- _Assignment_
Start to finish, repeat the records exactly.

- _Data supplied_
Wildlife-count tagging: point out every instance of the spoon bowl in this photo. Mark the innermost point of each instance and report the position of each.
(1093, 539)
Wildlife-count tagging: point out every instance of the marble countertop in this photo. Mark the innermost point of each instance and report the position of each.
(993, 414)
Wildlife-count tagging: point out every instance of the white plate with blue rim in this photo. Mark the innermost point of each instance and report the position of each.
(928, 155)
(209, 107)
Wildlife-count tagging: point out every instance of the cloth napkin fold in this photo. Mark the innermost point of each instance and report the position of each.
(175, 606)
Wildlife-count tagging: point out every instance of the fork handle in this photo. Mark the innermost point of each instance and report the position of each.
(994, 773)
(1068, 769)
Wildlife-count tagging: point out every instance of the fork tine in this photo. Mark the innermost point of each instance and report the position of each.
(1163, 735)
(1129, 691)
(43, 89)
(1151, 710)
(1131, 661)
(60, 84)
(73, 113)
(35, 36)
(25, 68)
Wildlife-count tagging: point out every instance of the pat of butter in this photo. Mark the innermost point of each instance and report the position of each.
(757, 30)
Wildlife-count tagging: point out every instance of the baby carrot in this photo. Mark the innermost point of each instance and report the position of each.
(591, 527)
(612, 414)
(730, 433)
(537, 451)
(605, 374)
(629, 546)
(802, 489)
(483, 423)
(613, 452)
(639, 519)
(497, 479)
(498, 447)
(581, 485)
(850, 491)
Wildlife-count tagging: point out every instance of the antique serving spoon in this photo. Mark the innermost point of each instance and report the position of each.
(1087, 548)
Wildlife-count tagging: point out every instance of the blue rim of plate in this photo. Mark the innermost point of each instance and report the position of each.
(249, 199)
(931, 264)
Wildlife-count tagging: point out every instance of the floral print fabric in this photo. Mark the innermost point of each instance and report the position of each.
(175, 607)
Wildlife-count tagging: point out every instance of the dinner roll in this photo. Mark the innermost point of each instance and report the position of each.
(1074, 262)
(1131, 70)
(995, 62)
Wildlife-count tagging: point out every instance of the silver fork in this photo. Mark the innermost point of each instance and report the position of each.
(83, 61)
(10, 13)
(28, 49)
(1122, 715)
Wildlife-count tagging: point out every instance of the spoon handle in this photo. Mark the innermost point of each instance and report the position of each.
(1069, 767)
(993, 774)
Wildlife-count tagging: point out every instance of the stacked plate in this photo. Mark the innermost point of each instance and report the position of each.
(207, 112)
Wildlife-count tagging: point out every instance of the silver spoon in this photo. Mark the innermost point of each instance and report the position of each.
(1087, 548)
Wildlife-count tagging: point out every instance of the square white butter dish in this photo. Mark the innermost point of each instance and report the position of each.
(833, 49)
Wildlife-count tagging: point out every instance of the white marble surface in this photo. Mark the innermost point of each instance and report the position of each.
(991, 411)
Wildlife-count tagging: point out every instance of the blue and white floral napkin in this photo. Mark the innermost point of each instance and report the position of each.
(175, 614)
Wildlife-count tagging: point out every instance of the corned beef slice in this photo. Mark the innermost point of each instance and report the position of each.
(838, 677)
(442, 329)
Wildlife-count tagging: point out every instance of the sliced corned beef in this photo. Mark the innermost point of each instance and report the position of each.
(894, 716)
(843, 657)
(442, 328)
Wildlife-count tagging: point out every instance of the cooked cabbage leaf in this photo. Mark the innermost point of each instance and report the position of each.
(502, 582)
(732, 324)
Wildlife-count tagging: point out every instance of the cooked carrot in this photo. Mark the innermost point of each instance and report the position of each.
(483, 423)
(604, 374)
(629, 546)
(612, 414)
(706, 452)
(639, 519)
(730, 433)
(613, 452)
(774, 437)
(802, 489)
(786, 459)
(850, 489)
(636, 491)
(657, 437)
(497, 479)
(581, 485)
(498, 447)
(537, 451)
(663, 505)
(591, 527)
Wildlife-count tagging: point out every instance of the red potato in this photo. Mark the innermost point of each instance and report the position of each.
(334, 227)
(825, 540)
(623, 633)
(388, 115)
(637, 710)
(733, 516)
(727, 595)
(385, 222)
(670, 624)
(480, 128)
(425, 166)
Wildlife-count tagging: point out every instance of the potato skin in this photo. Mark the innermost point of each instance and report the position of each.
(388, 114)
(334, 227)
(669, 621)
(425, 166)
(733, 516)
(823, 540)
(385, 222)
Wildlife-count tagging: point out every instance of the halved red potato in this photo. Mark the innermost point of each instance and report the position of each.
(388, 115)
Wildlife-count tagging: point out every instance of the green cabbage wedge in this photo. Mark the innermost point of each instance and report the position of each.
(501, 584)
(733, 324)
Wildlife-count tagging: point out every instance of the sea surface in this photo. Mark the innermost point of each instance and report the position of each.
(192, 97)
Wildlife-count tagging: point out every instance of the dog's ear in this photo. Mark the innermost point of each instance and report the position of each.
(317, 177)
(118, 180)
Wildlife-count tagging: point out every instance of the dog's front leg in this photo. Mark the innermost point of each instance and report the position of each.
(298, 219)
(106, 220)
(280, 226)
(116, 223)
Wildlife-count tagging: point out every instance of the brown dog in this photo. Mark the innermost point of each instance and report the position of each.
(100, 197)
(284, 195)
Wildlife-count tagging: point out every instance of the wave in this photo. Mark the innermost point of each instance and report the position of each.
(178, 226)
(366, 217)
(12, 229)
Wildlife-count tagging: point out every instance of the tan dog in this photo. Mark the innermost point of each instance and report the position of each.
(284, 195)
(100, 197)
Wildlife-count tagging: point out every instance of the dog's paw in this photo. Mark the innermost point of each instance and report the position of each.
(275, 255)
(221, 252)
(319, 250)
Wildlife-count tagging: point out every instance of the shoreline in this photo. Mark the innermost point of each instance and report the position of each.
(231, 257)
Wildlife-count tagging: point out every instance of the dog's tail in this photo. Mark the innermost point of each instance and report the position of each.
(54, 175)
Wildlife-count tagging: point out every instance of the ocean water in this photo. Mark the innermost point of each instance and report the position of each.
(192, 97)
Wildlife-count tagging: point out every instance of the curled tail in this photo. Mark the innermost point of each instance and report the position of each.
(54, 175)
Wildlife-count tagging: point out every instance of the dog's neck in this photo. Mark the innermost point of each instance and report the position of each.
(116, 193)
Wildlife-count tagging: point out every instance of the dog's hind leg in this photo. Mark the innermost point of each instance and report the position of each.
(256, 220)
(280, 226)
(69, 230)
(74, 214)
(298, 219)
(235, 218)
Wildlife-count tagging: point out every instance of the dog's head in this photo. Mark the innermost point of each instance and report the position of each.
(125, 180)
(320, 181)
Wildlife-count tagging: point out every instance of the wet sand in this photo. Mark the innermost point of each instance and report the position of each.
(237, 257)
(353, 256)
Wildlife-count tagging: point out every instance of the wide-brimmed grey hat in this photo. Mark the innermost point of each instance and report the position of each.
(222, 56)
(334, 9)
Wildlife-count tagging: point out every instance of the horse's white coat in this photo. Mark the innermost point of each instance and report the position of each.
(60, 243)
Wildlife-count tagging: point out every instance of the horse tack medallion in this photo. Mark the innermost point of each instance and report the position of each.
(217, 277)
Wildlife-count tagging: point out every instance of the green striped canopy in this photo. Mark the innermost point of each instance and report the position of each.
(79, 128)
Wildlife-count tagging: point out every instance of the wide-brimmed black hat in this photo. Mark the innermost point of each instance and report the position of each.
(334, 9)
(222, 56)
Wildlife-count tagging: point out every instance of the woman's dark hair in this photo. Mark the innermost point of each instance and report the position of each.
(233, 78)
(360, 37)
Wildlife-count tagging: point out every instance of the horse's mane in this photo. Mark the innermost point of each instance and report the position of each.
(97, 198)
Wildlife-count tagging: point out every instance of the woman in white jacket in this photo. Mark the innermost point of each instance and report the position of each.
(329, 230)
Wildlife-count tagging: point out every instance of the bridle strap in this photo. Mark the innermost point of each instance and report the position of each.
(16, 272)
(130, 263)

- _Output of the exercise_
Wildlife-count tagging: point out every instance of the spoon bowl in this photo. Mark the innermost point of each instance and report the position of each.
(1093, 539)
Wildlife-count tagging: point out every instance of the marble countertop in this photo. Mark the innermost point of each instance and report the position of each.
(993, 414)
Wildlife-count tagging: point out every instance of the white plate with blue rim in this photo. Mark the innermost point of each instance and report the position of each.
(928, 155)
(209, 107)
Wildlife-count tagging: point out every instance of the cloth napkin fold in this photo. Mark the innermost point of each instance and report the position of each.
(175, 606)
Wildlife-count tagging: point out every instance of the fork handle in this photo. Mark the innermost point of each instance and report the position of each.
(994, 773)
(1068, 769)
Wildlife-count tagging: point out every instance of the fork tine in this photo. Mark the innermost point of each instance and report the position of each.
(1163, 735)
(1129, 691)
(43, 89)
(1151, 710)
(1131, 661)
(60, 84)
(73, 113)
(35, 36)
(25, 68)
Wildlife-count tagging: point out every instance of the pat of butter in this photo. Mark the innermost point of each instance and report the position of each.
(757, 30)
Wildlife-count tagging: point out every instance of the baby carrot in this photo. Mark the innermost point of each instance and report the position of each.
(591, 527)
(612, 414)
(730, 433)
(537, 451)
(605, 374)
(629, 546)
(802, 489)
(483, 423)
(613, 452)
(639, 519)
(497, 479)
(498, 447)
(581, 485)
(850, 491)
Wildlife-count tagging: point out every instance of the antique serving spoon in this photo. Mark the innermost point of each instance and report the position of each.
(1087, 548)
Wildlife-count tagging: point out every instance of the blue rim of plate in this photo. Mark the innermost point of each instance and report the position of each.
(249, 199)
(931, 264)
Wildlife-count tagging: point out every instance of the floral print fabric in this photo. Mark the innermost point of each instance and report the position of each.
(175, 607)
Wildlife-count tagging: point out every instance of the dinner roll in this photo. Mark the innermost point of each instance and report the position of each.
(1074, 262)
(1131, 70)
(995, 62)
Wildlife-count tagging: point out every instance of the silver fork in this photo. Mark the innermost point of each instance and report the position of each.
(83, 61)
(10, 13)
(28, 49)
(1122, 715)
Wildlife-count tagging: point out every instance of the spoon handle in this photo. Mark the innermost point of each instance and report the position of each.
(1069, 767)
(993, 774)
Wildlife-count tagging: point out every instance of the stacked plate in this photo. Mark the innermost point of each instance and report the position of each.
(207, 112)
Wildlife-count tagging: point out every instance of the silver spoon in this photo. Mark the innermost point of each instance and report the position of each.
(1087, 548)
Wildlife-count tagging: point out every instance of the square white butter dish in this photo. Mark the innermost point of each instance and report the position of each.
(833, 49)
Wildlife-count tagging: point out every instance of the white marble surface in this photo. Mark the innermost point of each instance and report the position of each.
(991, 411)
Wildlife-count tagging: point out every instance of the blue and white floral napkin in this photo. Mark the innermost point of each instance and report the position of each.
(175, 614)
Wildlife-count tagging: point out every instance of the corned beef slice in this photo. Mark the innermost point of each instance and report the position of each.
(838, 677)
(442, 329)
Wildlife-count tagging: point out every instance of the sliced corned beef in this photo. Mark the innermost point of each instance and report the position of each.
(894, 716)
(843, 657)
(442, 328)
Wildlife-count tagging: point out every instance of the cooked cabbage leaf in this photo. Mark the innermost point of each instance and report the position of each.
(502, 582)
(732, 324)
Wildlife-count tagging: point out every instance of the cooked carrot in this photo. Mark the innermost point of each instance and report the position of each.
(483, 423)
(604, 374)
(629, 546)
(612, 414)
(706, 452)
(639, 519)
(730, 433)
(613, 452)
(774, 437)
(802, 489)
(786, 459)
(850, 489)
(636, 491)
(657, 437)
(497, 479)
(581, 485)
(498, 447)
(537, 451)
(663, 505)
(591, 527)
Wildlife-count tagging: point out every instance of the red potato in this photo. Mark the innermost point of each instance and report the position of each.
(334, 227)
(825, 540)
(623, 633)
(388, 115)
(637, 710)
(733, 516)
(727, 595)
(385, 222)
(670, 624)
(480, 128)
(425, 166)
Wildlife-count tagging: point out every instance of the potato skin in this photo. Mark the innermost point of each instance and report the position of each.
(388, 114)
(334, 227)
(669, 621)
(425, 166)
(733, 516)
(823, 540)
(385, 222)
Wildlife-count tagging: point out every instance of the halved red potato in this photo. Mark the innermost point of each instance and report the position of each.
(388, 115)
Wildlife-count tagging: point out every instance of the green cabbage wedge in this photo. Mark the innermost point of each instance and report the position of each.
(501, 584)
(733, 324)
Wildlife-count tagging: point out every instance of the sea surface in this photo. Mark the innermost point of each instance and report the position of each.
(192, 97)
Wildlife-count tagging: point out every instance of the dog's ear in this photo. Mark the innermost point of each instance and report the position of each.
(317, 177)
(118, 180)
Wildlife-count tagging: point out every instance of the dog's front leg in this photo. Mark the innermost point of each instance and report the position of each.
(298, 219)
(106, 220)
(280, 226)
(116, 223)
Wildlife-count tagging: point out every instance of the brown dog in this photo. Mark the innermost point of each instance and report the position of each.
(100, 197)
(284, 195)
Wildlife-count tagging: point out every instance of the wave in this photo. Mark the innermost point of each instance and report the position of each.
(178, 226)
(366, 217)
(12, 229)
Wildlife-count tagging: point out every instance of the tan dog in this photo. Mark the innermost point of each instance and report the position of each.
(284, 195)
(100, 197)
Wildlife-count tagging: point out every instance of the dog's paw in this photo. Mark the innermost point of each instance and report the position of each.
(275, 255)
(221, 252)
(319, 250)
Wildlife-count tagging: point out every instance of the shoreline in this photo. Mark the innermost point of each instance and report the position of each.
(231, 257)
Wildlife-count tagging: point out every instance of the dog's tail in this photo. Mark the innermost point of each instance and report the position of each.
(54, 175)
Wildlife-count tagging: point out every instance of the ocean water in this photo. Mark the innermost point of each instance and report the position of each.
(192, 97)
Wildlife-count tagging: point out every instance of the curled tail in this photo. Mark the innermost point of each instance and report the position of each.
(54, 175)
Wildlife-count tagging: point out every instance of the dog's neck in this photo. Mark the innermost point of each instance and report the position of each.
(116, 193)
Wildlife-count tagging: point out every instance of the dog's hind leg in this photo. Mark the innermost point of each instance and report the position of each.
(256, 220)
(280, 226)
(69, 230)
(74, 214)
(298, 219)
(235, 218)
Wildlife-count tagging: point out every instance of the dog's head in this photo. Mark the innermost point of each instance and report the position of each.
(125, 180)
(320, 181)
Wildlife-count tagging: point out every instance of the wet sand in this photo. Mark the innermost point of each instance and report the position of each.
(237, 257)
(353, 256)
Wildlife-count tagging: point out every instance of the wide-brimmed grey hat in this photo. Mark the innermost point of each instance and report the position of each.
(222, 56)
(334, 9)
Wildlife-count tagging: point out every instance of the horse's white coat in this photo. Mark the innermost point of each instance and report the position of each.
(60, 243)
Wildlife-count tagging: point out every instance of the horse tack medallion in this photo. Mark the innermost point of each instance and report the position of each.
(217, 277)
Wildlife-count tagging: point out every instance of the green striped canopy in this photo. Mark the innermost point of each instance and report the position of each.
(79, 128)
Wildlife-count tagging: point out every instance of the wide-brimmed black hat in this photo. Mark the innermost point of each instance and report the position of each.
(334, 9)
(222, 56)
Wildlife-count tagging: point out every instance of the woman's dark hair in this photo. Mark the innermost point of each instance and report the position of each.
(233, 78)
(360, 37)
Wildlife-count tagging: point out every instance of the horse's mane in this photo. Mark the innermost point of each instance and report the position of each.
(97, 198)
Wildlife-count tagging: point out every instance of the woman in white jacket in this photo. Mark the innermost point of each instance and report the position of each.
(329, 230)
Wildlife-count tagging: point out every instance of the bridle strap in this photo. Mark the innermost point of each instance and report the position of each.
(16, 272)
(130, 263)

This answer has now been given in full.